==== Kutipan Teks ====

| HOME | WRITING | IND-CLIPPING | ENG-CLIPPING | MUSIC |
Saturday, July 08, 2006,12:17 PM

Cinta kepada Tanah Air

Andreas Yumarma

Dekadensi cinta kepada Tanah Air diawali dengan hilangnya kesadaran terhadap pentingnya landasan sejarah, geografis, dan kultural yang menyatukan pengalaman bersama sebagai warga kelompok masyarakat, yaitu warga Indonesia.

Kecintaan bukan sekadar kondisi emosional yang irasional, tetapi suatu perkembangan pengetahuan yang melibatkan kepribadian seseorang atau kelompok masyarakat.

Agustinus dalam bukunya Confessioness, menegaskan, mencintai meliputi proses learning yang melibatkan sikap aktif mengetahui dan menghendaki. Berbeda dengan pemikiran Jerman yang membedakan ungkapan mengetahui (vernunf), memahami (verstand), dan mencintai (verlieben), masyarakat Indonesia mengaitkan kecintaan dengan pembiasaan dalam perjumpaan dan hidup keseharian (tresno jalaran saka kulino).

Para politisi dan negarawan sejati membiasakan kesadaran akan realitas sejarah, kesadaran geografis, dan kultural sebagai modal fundamental perjuangan yang mengobarkan kecintaannya pada Tanah Air.

Para politisi oportunis dewasa ini dan negarawan karbitan pascareformasi mengandaikan landasan fundamental itu dengan mempropagandakan hasrat keinginan mengimpor gaya hidup dan pola pikir asing, seperti pola pikir dan gaya hidup yang kebarat-baratan.

====

(Tujuan A):
Ubah paragraf artikel di atas yang diawali dengan kata "Agustinus dalam bukunya" menjadi butir-butir singkat yang tetap memuat fakta utamanya.
(Tujuan B):
Perbarui bagian artikel yang dibuka dengan kata-kata "Andreas Yumarma" dan ditutup dengan "yaitu warga Indonesia.", lalu ganti "Dekadensi" dengan "Kemerosotan".

==== Data yang Disediakan ====

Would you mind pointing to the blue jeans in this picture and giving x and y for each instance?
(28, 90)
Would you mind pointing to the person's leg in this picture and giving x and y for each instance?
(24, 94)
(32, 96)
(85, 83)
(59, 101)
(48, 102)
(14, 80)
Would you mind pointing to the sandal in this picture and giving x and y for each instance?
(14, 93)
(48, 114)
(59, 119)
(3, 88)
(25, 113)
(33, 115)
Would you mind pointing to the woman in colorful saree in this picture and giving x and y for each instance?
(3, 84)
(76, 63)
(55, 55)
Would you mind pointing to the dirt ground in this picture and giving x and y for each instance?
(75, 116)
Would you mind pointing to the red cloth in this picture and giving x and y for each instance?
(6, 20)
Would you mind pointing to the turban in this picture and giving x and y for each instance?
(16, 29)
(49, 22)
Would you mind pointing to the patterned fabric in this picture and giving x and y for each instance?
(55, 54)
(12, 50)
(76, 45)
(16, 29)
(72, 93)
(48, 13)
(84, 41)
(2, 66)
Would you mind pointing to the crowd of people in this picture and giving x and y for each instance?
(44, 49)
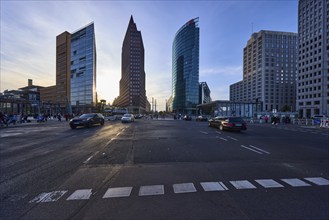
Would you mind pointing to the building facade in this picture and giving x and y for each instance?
(132, 94)
(185, 68)
(76, 70)
(313, 51)
(269, 71)
(204, 93)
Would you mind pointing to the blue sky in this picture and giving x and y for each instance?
(29, 30)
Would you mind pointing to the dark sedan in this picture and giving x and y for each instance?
(87, 120)
(228, 123)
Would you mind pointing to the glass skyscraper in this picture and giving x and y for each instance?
(185, 68)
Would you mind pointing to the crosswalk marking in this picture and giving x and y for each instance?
(242, 184)
(269, 183)
(184, 188)
(151, 190)
(117, 192)
(320, 181)
(295, 182)
(213, 186)
(48, 197)
(80, 194)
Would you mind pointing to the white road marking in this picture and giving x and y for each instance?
(80, 194)
(151, 190)
(320, 181)
(118, 192)
(251, 149)
(184, 188)
(212, 186)
(295, 182)
(224, 139)
(9, 134)
(48, 197)
(234, 139)
(264, 151)
(89, 158)
(242, 184)
(269, 183)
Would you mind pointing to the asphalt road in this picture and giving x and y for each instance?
(163, 169)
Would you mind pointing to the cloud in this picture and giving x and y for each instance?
(222, 71)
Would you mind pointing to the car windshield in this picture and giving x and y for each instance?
(87, 116)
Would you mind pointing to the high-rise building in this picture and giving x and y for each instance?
(269, 71)
(132, 84)
(185, 68)
(313, 50)
(204, 93)
(76, 69)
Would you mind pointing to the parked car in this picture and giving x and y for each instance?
(87, 120)
(187, 118)
(228, 123)
(127, 118)
(201, 118)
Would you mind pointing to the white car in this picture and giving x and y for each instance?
(127, 118)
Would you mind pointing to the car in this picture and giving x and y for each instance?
(187, 118)
(201, 118)
(228, 123)
(127, 118)
(87, 120)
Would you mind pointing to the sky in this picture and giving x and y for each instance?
(28, 31)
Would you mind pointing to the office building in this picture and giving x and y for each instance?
(185, 68)
(269, 71)
(132, 94)
(204, 93)
(313, 52)
(76, 70)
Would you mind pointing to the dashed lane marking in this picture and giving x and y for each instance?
(269, 183)
(295, 182)
(232, 138)
(243, 184)
(213, 186)
(151, 190)
(48, 197)
(320, 181)
(184, 188)
(224, 139)
(118, 192)
(80, 194)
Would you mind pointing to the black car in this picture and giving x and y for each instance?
(87, 120)
(228, 123)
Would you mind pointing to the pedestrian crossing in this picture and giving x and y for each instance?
(181, 188)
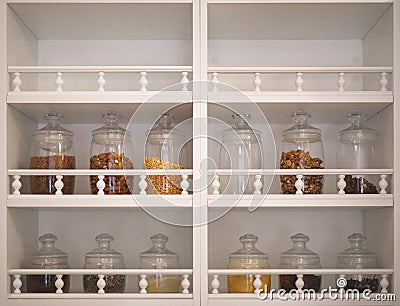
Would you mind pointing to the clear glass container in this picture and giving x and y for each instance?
(299, 257)
(111, 148)
(165, 150)
(357, 148)
(302, 149)
(358, 257)
(241, 149)
(52, 148)
(159, 257)
(47, 257)
(248, 257)
(104, 257)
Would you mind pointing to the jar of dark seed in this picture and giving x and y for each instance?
(302, 149)
(52, 148)
(357, 148)
(299, 257)
(111, 148)
(104, 257)
(358, 257)
(47, 257)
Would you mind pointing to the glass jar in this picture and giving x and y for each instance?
(241, 149)
(52, 148)
(299, 257)
(104, 257)
(165, 150)
(302, 149)
(159, 257)
(47, 257)
(357, 148)
(358, 257)
(248, 257)
(111, 148)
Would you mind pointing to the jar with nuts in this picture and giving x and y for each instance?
(111, 148)
(302, 149)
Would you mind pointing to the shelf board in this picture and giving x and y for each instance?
(95, 201)
(367, 201)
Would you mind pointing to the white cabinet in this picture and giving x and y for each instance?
(139, 58)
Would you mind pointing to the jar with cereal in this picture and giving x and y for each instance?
(111, 148)
(52, 148)
(165, 149)
(302, 149)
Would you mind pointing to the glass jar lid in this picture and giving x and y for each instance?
(300, 257)
(357, 133)
(48, 256)
(301, 132)
(248, 249)
(104, 255)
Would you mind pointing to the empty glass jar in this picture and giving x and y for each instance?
(358, 257)
(357, 148)
(111, 148)
(248, 257)
(47, 257)
(104, 257)
(302, 149)
(159, 257)
(52, 148)
(241, 149)
(165, 150)
(299, 257)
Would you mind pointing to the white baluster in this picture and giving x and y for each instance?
(185, 284)
(341, 184)
(100, 185)
(257, 184)
(257, 283)
(384, 283)
(299, 81)
(184, 184)
(383, 184)
(257, 81)
(16, 185)
(383, 81)
(17, 283)
(215, 284)
(185, 81)
(101, 81)
(59, 81)
(216, 184)
(59, 283)
(299, 184)
(143, 284)
(143, 81)
(17, 82)
(59, 184)
(341, 81)
(299, 283)
(101, 283)
(215, 81)
(142, 184)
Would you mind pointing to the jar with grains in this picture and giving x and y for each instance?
(357, 256)
(111, 148)
(302, 149)
(159, 257)
(165, 149)
(52, 148)
(248, 257)
(47, 257)
(357, 148)
(300, 257)
(104, 257)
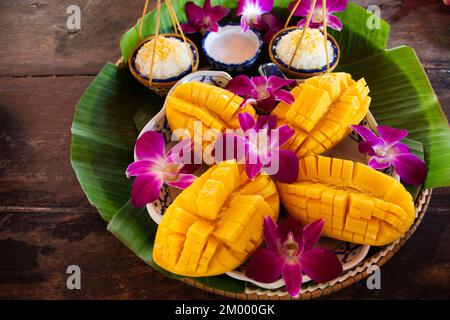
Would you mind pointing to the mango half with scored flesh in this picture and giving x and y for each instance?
(216, 223)
(358, 203)
(213, 107)
(323, 110)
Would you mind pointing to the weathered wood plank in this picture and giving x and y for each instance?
(37, 248)
(35, 120)
(39, 43)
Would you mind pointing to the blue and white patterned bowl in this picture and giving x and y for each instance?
(229, 28)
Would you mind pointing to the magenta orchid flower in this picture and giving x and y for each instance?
(260, 147)
(387, 150)
(203, 19)
(252, 11)
(154, 167)
(261, 91)
(317, 15)
(269, 25)
(291, 250)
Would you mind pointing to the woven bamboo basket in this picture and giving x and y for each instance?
(358, 273)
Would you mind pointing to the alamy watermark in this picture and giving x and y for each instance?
(74, 279)
(74, 19)
(373, 282)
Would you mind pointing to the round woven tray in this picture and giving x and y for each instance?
(359, 272)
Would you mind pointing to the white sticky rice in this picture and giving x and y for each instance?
(172, 58)
(311, 53)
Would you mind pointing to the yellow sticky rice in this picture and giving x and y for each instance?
(172, 58)
(311, 53)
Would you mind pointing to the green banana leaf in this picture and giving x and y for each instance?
(402, 97)
(115, 107)
(103, 136)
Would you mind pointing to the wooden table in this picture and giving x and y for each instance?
(46, 222)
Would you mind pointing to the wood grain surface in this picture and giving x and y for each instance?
(46, 222)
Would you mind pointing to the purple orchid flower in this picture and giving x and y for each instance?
(290, 252)
(317, 15)
(154, 167)
(252, 11)
(203, 19)
(261, 91)
(269, 25)
(387, 150)
(260, 146)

====

(Jawaban Lengkap A):
- Dalam bukunya Confessioness, Agustinus menegaskan bahwa mencintai meliputi proses learning yang melibatkan sikap aktif mengetahui dan menghendaki.
- Pemikiran Jerman membedakan ungkapan mengetahui (vernunf), memahami (verstand), dan mencintai (verlieben).
- Berbeda dengan itu, masyarakat Indonesia mengaitkan kecintaan dengan pembiasaan dalam perjumpaan dan hidup keseharian (tresno jalaran saka kulino).

(Jawaban Lengkap B):
Andreas Yumarma

Kemerosotan cinta kepada Tanah Air diawali dengan hilangnya kesadaran terhadap pentingnya landasan sejarah, geografis, dan kultural yang menyatukan pengalaman bersama sebagai warga kelompok masyarakat, yaitu warga Indonesia.